_TASK DIRECTIONS_: When you reach the line with "For each instance of the suit" in the data below, begin printing lines exactly, and stop once the line with "For each instance of the green grass" has been printed.

_MATERIAL FOR THIS EXERCISE_:
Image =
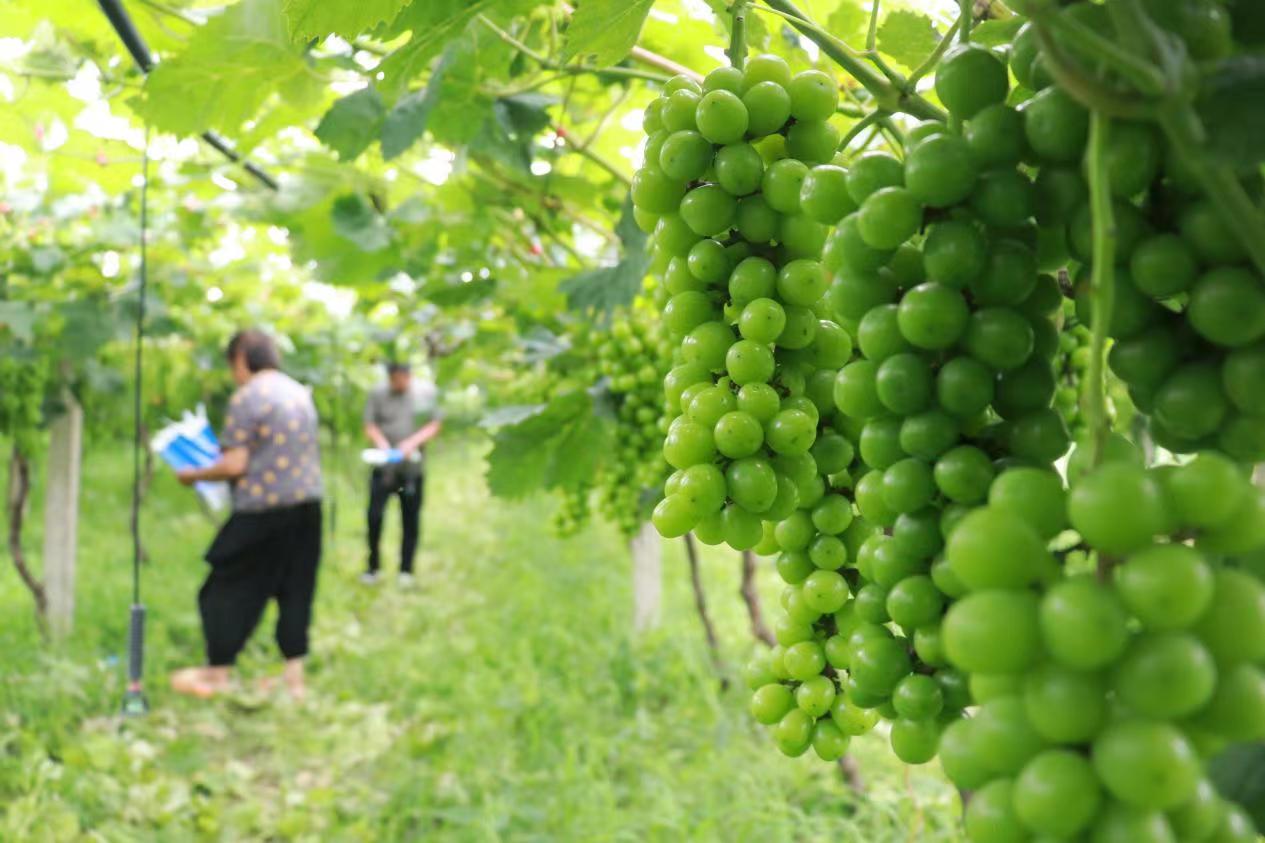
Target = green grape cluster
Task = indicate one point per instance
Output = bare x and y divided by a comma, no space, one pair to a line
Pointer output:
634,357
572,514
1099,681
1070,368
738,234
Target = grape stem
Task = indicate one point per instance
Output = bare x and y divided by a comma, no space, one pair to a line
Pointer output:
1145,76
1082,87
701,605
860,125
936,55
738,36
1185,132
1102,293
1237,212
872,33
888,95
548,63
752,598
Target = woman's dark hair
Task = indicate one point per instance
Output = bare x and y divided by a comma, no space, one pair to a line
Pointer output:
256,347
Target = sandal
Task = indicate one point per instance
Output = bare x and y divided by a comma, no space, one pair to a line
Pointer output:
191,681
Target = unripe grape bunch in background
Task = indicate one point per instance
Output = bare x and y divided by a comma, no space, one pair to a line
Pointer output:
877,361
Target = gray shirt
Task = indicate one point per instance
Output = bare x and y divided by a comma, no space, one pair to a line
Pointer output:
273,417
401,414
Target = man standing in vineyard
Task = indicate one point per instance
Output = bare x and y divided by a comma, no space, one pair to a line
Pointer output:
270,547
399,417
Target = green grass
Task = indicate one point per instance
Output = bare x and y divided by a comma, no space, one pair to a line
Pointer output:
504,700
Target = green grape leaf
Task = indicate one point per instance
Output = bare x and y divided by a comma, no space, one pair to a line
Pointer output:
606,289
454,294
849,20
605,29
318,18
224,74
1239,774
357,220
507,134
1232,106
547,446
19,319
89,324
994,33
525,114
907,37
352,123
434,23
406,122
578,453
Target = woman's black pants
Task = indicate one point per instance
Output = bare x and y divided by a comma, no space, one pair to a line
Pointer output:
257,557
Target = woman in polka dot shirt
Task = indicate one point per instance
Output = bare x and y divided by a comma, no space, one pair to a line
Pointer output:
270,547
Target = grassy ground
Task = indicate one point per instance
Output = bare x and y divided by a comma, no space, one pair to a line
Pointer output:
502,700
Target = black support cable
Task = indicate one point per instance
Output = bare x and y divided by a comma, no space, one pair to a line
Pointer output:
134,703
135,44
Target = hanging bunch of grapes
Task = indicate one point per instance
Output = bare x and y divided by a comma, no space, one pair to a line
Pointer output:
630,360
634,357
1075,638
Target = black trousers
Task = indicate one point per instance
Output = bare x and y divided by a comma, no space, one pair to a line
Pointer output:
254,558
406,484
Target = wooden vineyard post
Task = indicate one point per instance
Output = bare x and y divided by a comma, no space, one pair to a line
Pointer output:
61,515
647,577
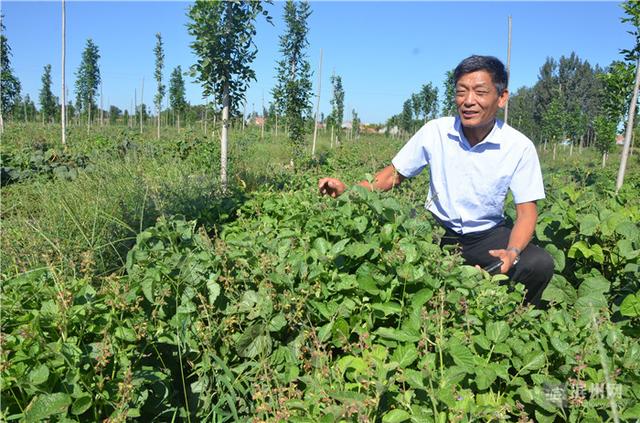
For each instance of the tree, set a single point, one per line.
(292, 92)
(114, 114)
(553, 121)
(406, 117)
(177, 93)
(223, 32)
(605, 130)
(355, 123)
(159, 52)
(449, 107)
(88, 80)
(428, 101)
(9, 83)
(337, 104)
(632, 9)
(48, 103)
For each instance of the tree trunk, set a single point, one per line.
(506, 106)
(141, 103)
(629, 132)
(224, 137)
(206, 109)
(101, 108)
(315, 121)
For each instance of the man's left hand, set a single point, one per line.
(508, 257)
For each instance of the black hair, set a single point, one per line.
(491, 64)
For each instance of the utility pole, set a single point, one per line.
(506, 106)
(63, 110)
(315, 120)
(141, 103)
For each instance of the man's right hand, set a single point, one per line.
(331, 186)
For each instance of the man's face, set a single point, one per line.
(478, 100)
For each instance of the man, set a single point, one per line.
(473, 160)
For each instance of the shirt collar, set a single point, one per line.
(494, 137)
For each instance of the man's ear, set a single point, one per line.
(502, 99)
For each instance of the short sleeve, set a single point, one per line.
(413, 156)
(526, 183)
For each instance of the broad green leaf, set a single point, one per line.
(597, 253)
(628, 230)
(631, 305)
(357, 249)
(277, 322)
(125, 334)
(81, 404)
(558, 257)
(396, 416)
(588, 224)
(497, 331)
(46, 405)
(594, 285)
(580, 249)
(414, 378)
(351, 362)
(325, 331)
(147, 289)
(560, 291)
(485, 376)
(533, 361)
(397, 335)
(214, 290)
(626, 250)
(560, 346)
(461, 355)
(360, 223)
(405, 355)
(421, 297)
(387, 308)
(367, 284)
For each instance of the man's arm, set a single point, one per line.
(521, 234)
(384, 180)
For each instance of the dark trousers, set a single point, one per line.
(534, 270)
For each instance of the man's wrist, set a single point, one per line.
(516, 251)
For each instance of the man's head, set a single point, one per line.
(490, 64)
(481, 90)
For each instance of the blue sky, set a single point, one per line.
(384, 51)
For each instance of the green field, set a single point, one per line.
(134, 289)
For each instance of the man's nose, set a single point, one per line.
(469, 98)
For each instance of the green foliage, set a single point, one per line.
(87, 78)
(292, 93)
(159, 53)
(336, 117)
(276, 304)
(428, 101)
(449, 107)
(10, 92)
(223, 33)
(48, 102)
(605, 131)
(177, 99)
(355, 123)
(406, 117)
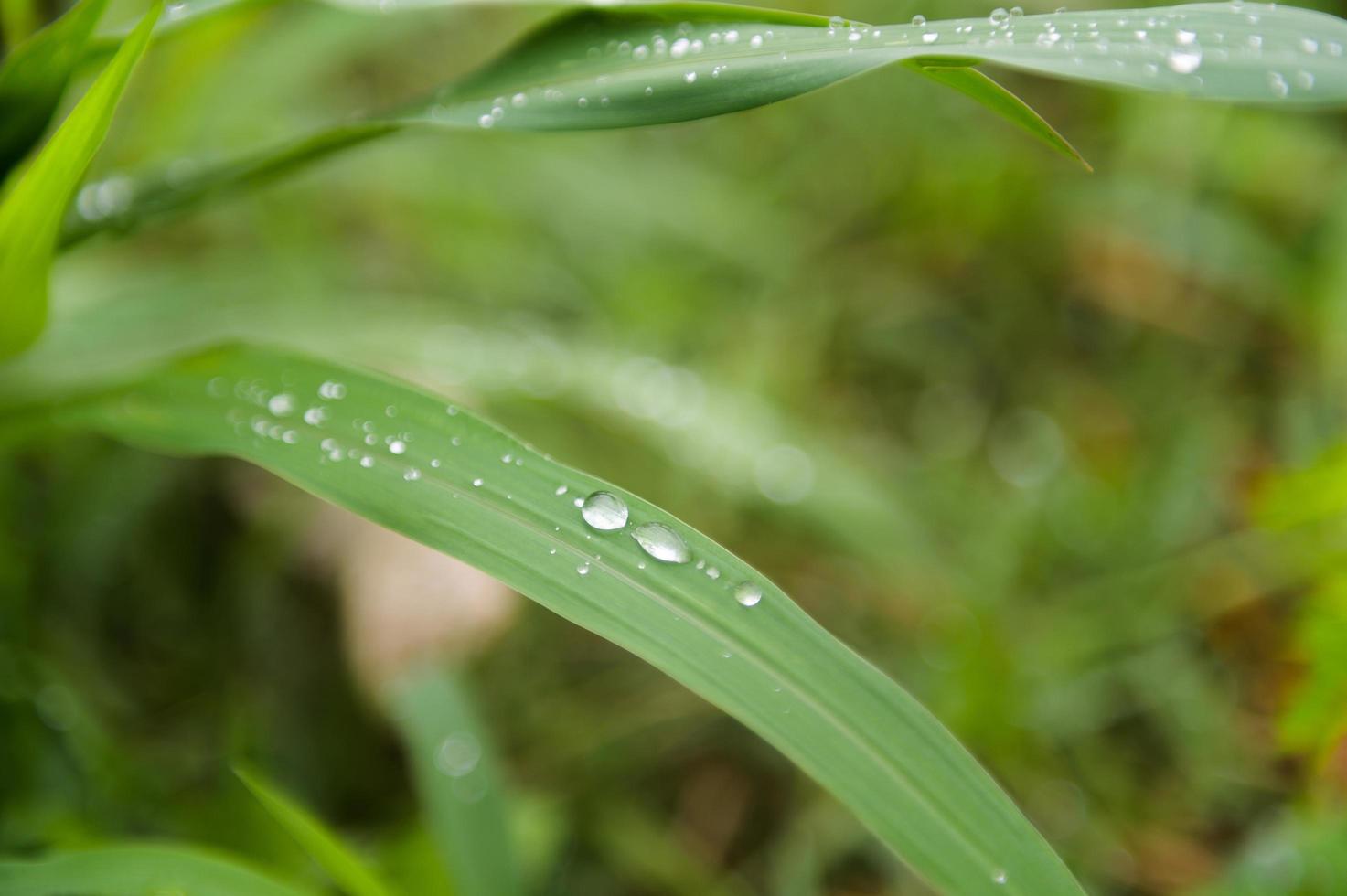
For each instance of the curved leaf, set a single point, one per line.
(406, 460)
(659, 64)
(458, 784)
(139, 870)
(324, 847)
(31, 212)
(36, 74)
---
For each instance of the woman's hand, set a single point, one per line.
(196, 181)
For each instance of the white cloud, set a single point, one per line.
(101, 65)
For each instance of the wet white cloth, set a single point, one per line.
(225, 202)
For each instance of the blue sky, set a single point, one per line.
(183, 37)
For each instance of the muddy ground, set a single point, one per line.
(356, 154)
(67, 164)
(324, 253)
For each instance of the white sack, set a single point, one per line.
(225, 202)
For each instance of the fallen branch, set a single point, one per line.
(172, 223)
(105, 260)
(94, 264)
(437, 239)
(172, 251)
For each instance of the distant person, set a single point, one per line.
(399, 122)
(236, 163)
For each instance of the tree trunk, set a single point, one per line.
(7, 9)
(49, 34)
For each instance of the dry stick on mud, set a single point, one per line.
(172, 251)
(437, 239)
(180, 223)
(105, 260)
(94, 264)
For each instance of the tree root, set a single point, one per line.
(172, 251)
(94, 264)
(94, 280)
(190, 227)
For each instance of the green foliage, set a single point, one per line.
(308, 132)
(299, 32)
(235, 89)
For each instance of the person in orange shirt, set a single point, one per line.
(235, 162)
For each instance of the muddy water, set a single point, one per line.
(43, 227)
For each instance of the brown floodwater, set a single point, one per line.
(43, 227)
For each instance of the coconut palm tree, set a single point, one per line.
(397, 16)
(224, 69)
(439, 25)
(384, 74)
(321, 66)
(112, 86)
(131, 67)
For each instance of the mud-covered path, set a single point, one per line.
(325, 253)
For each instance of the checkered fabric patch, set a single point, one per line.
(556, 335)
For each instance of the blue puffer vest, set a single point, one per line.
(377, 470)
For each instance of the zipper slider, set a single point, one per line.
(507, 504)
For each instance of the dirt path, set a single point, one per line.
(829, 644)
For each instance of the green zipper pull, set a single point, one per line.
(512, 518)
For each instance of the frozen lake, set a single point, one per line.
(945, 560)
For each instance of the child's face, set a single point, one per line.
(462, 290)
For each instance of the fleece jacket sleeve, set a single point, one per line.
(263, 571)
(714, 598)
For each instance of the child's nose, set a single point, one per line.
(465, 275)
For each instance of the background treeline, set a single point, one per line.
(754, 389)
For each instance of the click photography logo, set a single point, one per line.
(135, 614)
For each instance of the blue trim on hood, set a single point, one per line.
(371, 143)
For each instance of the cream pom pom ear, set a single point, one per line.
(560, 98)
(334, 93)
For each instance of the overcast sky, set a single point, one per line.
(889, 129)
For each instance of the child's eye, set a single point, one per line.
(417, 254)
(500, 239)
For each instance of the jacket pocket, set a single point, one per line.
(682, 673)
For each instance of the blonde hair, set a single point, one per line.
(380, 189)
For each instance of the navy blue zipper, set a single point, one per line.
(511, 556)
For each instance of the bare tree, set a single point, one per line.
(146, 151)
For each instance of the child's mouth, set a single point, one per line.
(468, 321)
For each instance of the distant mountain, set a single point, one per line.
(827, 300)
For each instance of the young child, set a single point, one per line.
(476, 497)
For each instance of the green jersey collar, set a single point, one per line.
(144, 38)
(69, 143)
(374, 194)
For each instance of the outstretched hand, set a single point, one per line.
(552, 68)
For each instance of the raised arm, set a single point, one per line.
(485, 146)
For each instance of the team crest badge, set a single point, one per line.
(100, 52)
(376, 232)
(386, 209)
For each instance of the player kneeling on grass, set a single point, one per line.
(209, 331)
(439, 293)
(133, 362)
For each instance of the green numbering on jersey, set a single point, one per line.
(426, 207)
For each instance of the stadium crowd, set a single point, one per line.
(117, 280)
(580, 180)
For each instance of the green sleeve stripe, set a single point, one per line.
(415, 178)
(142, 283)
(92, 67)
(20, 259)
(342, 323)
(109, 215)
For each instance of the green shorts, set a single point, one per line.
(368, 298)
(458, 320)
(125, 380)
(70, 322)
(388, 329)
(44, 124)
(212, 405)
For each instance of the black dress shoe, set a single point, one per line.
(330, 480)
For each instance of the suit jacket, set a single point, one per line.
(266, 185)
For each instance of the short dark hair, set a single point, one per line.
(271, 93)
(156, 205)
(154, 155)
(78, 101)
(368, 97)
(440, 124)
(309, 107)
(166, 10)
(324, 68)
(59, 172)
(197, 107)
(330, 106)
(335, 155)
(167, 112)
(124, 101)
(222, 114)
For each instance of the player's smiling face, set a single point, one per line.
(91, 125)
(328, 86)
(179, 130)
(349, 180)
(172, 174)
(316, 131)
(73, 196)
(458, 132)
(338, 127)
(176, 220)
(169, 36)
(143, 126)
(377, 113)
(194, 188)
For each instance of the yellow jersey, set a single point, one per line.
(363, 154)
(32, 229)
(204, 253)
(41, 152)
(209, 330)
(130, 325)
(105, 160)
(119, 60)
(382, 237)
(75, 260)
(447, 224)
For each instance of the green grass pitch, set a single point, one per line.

_REPLY_:
For each instance of the suit jacket, set a single point, one per line.
(266, 185)
For each instance of the short dark hair, set a single point, one per line.
(271, 93)
(156, 205)
(154, 155)
(78, 101)
(368, 97)
(440, 124)
(309, 107)
(166, 10)
(324, 68)
(59, 172)
(197, 107)
(330, 106)
(335, 155)
(167, 112)
(124, 101)
(222, 114)
For each instance of the player's smiling face, set a single point, one per line.
(91, 125)
(328, 86)
(179, 130)
(349, 180)
(172, 174)
(316, 131)
(73, 196)
(458, 132)
(338, 127)
(176, 220)
(169, 36)
(143, 126)
(377, 113)
(194, 188)
For each instance of the yellow jersey, set a single point, one per line.
(363, 154)
(32, 229)
(204, 253)
(41, 152)
(209, 330)
(130, 325)
(105, 160)
(119, 60)
(382, 237)
(75, 260)
(447, 224)
For each instance of the green grass pitch, set a single point, one per line.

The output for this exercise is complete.